* [ENTRIES SUPPLIED]:
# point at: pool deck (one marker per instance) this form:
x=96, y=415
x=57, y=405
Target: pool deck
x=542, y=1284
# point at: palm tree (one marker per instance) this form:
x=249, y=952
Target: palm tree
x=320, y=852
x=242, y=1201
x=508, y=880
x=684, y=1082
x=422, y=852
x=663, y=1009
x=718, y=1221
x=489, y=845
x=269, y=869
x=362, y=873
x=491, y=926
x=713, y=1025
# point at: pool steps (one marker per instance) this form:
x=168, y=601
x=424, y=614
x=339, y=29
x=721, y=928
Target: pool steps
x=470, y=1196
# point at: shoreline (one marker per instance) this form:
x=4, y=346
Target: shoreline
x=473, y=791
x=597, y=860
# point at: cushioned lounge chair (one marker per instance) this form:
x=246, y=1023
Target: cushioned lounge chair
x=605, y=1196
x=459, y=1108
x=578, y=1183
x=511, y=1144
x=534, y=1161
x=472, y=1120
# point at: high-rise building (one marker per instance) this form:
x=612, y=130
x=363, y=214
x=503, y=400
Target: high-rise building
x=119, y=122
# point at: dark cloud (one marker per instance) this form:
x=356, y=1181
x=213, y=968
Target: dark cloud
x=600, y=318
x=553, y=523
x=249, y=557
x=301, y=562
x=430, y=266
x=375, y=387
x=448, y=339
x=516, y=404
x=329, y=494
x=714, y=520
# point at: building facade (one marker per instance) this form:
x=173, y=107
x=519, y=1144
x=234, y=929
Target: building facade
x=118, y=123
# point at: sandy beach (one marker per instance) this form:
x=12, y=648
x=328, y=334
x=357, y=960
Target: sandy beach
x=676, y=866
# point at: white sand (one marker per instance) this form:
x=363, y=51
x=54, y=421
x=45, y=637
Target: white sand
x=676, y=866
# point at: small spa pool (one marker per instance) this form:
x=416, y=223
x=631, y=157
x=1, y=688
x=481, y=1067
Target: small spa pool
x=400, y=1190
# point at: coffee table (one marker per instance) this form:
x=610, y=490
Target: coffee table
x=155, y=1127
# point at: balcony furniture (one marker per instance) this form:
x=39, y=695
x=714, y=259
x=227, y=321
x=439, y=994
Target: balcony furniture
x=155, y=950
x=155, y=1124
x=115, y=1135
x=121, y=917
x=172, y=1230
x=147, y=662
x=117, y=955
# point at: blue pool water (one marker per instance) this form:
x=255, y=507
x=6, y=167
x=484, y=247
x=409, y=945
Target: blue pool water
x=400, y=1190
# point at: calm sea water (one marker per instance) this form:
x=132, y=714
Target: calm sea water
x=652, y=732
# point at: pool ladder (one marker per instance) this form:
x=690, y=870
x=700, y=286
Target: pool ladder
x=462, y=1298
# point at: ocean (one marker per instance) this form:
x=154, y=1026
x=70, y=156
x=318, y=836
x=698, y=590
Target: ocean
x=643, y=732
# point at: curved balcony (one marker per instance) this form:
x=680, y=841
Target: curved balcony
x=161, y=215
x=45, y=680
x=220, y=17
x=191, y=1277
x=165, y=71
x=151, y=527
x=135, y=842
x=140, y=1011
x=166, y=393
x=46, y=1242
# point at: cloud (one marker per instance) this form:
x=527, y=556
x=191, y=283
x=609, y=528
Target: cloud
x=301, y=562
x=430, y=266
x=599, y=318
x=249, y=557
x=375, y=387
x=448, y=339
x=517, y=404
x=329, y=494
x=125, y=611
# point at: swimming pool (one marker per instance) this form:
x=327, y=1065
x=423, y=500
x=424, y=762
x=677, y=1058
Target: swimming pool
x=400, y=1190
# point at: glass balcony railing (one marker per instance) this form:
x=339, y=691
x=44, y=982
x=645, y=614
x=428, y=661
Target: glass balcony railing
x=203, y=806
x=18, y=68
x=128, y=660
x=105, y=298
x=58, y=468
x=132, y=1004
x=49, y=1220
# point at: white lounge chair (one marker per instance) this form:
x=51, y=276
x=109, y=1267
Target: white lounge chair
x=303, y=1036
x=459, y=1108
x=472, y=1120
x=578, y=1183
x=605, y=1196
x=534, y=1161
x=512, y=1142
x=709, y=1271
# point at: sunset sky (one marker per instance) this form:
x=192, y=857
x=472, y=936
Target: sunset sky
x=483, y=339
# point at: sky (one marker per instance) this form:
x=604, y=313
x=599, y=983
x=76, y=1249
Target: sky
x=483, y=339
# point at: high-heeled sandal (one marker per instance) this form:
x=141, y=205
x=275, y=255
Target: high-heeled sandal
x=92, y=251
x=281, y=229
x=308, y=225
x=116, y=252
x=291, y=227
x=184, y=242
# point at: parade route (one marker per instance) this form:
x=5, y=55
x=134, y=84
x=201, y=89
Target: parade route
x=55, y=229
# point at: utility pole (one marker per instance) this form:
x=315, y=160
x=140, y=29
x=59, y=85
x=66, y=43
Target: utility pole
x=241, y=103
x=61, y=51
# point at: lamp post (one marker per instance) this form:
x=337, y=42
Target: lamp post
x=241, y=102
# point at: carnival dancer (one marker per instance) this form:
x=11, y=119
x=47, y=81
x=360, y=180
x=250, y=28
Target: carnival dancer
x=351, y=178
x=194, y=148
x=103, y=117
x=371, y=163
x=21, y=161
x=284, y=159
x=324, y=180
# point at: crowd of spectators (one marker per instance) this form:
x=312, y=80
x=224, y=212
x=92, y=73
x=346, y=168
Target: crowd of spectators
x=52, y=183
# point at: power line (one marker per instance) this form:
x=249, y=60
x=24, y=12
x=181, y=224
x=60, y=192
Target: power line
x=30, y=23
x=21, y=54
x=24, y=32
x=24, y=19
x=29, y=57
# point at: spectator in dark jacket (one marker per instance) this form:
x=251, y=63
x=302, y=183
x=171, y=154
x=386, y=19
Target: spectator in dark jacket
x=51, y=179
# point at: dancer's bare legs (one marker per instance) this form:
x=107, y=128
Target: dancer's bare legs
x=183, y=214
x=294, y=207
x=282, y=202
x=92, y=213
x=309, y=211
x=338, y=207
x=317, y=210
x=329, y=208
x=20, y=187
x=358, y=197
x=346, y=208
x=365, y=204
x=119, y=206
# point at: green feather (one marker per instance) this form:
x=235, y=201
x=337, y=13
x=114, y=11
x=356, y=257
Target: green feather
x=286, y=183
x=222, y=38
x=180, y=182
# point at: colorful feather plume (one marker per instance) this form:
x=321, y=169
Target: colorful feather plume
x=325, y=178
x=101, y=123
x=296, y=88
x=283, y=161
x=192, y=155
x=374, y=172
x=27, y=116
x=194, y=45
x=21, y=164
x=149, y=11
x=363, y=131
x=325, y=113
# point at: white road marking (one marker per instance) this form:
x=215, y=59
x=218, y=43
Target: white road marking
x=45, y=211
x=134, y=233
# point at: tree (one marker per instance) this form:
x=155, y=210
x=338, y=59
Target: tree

* [CHALLENGE]: Rewrite all the rows above, changing every "one marker per instance" to "one dot per object" and leaving every other character untouched.

* [SOLUTION TO THE PROBLEM]:
# point at: pool deck (one dot per object) this form:
x=96, y=415
x=57, y=405
Target: pool deck
x=542, y=1284
# point at: palm tree (one dot per object) this form:
x=249, y=952
Target: palm tree
x=320, y=852
x=242, y=1201
x=508, y=880
x=684, y=1082
x=422, y=852
x=663, y=1009
x=718, y=1221
x=489, y=845
x=269, y=869
x=362, y=873
x=491, y=926
x=713, y=1025
# point at: pool steps (one dot per object) this form:
x=168, y=601
x=424, y=614
x=339, y=29
x=721, y=928
Target: pool steps
x=470, y=1196
# point at: shoreline (one dot per object) this form:
x=4, y=346
Target: shoreline
x=473, y=791
x=597, y=860
# point at: cushioned lounge chair (one dot per object) this form:
x=246, y=1023
Target: cushioned lounge chair
x=605, y=1196
x=459, y=1108
x=578, y=1183
x=511, y=1144
x=534, y=1161
x=472, y=1120
# point at: high-rise building (one dot per object) this form:
x=612, y=130
x=363, y=214
x=503, y=400
Target: high-rise building
x=119, y=122
# point at: dark cloud (one dot per object) this form:
x=356, y=1181
x=213, y=968
Target: dark cloud
x=600, y=318
x=553, y=523
x=249, y=557
x=301, y=562
x=430, y=266
x=375, y=387
x=448, y=339
x=516, y=404
x=329, y=494
x=714, y=520
# point at: building facade (one dot per object) this form:
x=173, y=107
x=519, y=1144
x=234, y=929
Target: building facade
x=118, y=123
# point at: sandy beach (one dot per object) this form:
x=12, y=648
x=328, y=334
x=357, y=960
Target: sandy beach
x=676, y=866
# point at: white sand (one dot per object) this form:
x=363, y=51
x=54, y=421
x=45, y=637
Target: white sand
x=676, y=866
# point at: small spa pool (one dot per object) this form:
x=416, y=223
x=631, y=157
x=1, y=688
x=481, y=1067
Target: small spa pool
x=400, y=1190
# point at: coffee table (one dot per object) this form:
x=610, y=490
Target: coffee table
x=155, y=1127
# point at: balcony furniture (one dot per object) this form:
x=39, y=695
x=714, y=259
x=227, y=321
x=439, y=994
Target: balcony furniture
x=155, y=950
x=155, y=1124
x=115, y=1135
x=121, y=917
x=172, y=1230
x=147, y=662
x=117, y=955
# point at: blue pool water (one dot per object) this form:
x=255, y=507
x=6, y=167
x=484, y=247
x=409, y=945
Target: blue pool water
x=400, y=1190
# point at: calm sea water (one dot per object) this form:
x=132, y=714
Target: calm sea water
x=652, y=732
# point at: pool ladder (one dot per object) this form:
x=690, y=870
x=700, y=286
Target: pool ladder
x=462, y=1298
# point at: ocean (one dot per object) this form:
x=154, y=1026
x=70, y=156
x=318, y=836
x=698, y=590
Target: ocean
x=643, y=732
# point at: curved balcony (one dot per object) this form:
x=680, y=841
Target: curved balcony
x=161, y=215
x=45, y=680
x=220, y=17
x=191, y=1277
x=165, y=71
x=151, y=527
x=135, y=842
x=140, y=1011
x=166, y=393
x=46, y=1242
# point at: cloud (one dot per object) this form:
x=527, y=556
x=191, y=283
x=609, y=528
Target: cloud
x=301, y=562
x=430, y=266
x=599, y=318
x=249, y=557
x=375, y=387
x=448, y=339
x=517, y=404
x=329, y=494
x=125, y=611
# point at: swimming pool (one dot per object) this form:
x=327, y=1065
x=423, y=500
x=424, y=762
x=677, y=1058
Target: swimming pool
x=400, y=1190
# point at: glass balcony railing (one dot per object) this form:
x=339, y=691
x=44, y=982
x=645, y=614
x=428, y=661
Target: glass balcony railing
x=203, y=806
x=18, y=68
x=128, y=660
x=105, y=298
x=58, y=468
x=132, y=1004
x=49, y=1220
# point at: white lounge chair (one dot per object) this form:
x=51, y=276
x=109, y=1267
Target: white lounge chair
x=303, y=1036
x=459, y=1108
x=472, y=1120
x=578, y=1183
x=605, y=1196
x=534, y=1161
x=512, y=1142
x=709, y=1271
# point at: sunset sky (one dot per object) this form:
x=192, y=857
x=472, y=936
Target: sunset sky
x=483, y=339
# point at: sky (one dot per object) this form:
x=604, y=313
x=599, y=983
x=76, y=1249
Target: sky
x=483, y=339
# point at: high-heeled sandal (one dot per object) this form:
x=141, y=205
x=275, y=255
Target: high-heeled sandal
x=92, y=251
x=281, y=229
x=308, y=225
x=116, y=252
x=291, y=227
x=184, y=242
# point at: parade route (one dot per object) this form:
x=5, y=55
x=134, y=84
x=201, y=89
Target: parade route
x=55, y=229
# point at: utility pole (one dot per object) this form:
x=315, y=160
x=140, y=29
x=59, y=85
x=66, y=43
Target: utility pole
x=241, y=103
x=61, y=51
# point at: lamp post (one dot per object) this form:
x=337, y=42
Target: lamp post
x=241, y=102
# point at: carnival dancer (one dot per object) this form:
x=11, y=119
x=47, y=81
x=360, y=180
x=250, y=28
Target: carnival dancer
x=351, y=178
x=194, y=148
x=103, y=117
x=371, y=163
x=21, y=161
x=284, y=159
x=324, y=180
# point at: crowd of spectators (one dot per object) this form:
x=312, y=80
x=224, y=212
x=92, y=73
x=346, y=168
Target: crowd of spectators
x=52, y=183
# point at: power line (one dot per object) this form:
x=249, y=60
x=24, y=12
x=181, y=224
x=60, y=192
Target: power line
x=30, y=23
x=21, y=54
x=24, y=32
x=24, y=19
x=29, y=57
# point at: spectator in dark jacket (one dot per object) this form:
x=251, y=63
x=302, y=183
x=171, y=154
x=386, y=19
Target: spectator in dark jacket
x=51, y=179
# point at: dancer's bare legs (one dot per object) this form:
x=107, y=128
Target: dancer's bare legs
x=183, y=214
x=294, y=207
x=282, y=202
x=92, y=213
x=309, y=211
x=338, y=207
x=317, y=210
x=329, y=208
x=20, y=187
x=358, y=197
x=346, y=208
x=365, y=204
x=119, y=206
# point at: green feather (one dot per object) this form:
x=235, y=201
x=337, y=13
x=114, y=11
x=356, y=257
Target: green feather
x=286, y=183
x=222, y=38
x=180, y=182
# point at: colorful feather plume (one dot per object) this form:
x=321, y=169
Target: colorful feather plume
x=325, y=178
x=101, y=123
x=296, y=88
x=283, y=161
x=192, y=155
x=374, y=172
x=27, y=116
x=194, y=45
x=21, y=164
x=149, y=11
x=363, y=131
x=325, y=113
# point at: white road marking (one dot per object) this form:
x=215, y=59
x=218, y=43
Target: white road marking
x=45, y=211
x=134, y=233
# point at: tree (one dot per object) this form:
x=155, y=210
x=338, y=59
Target: tree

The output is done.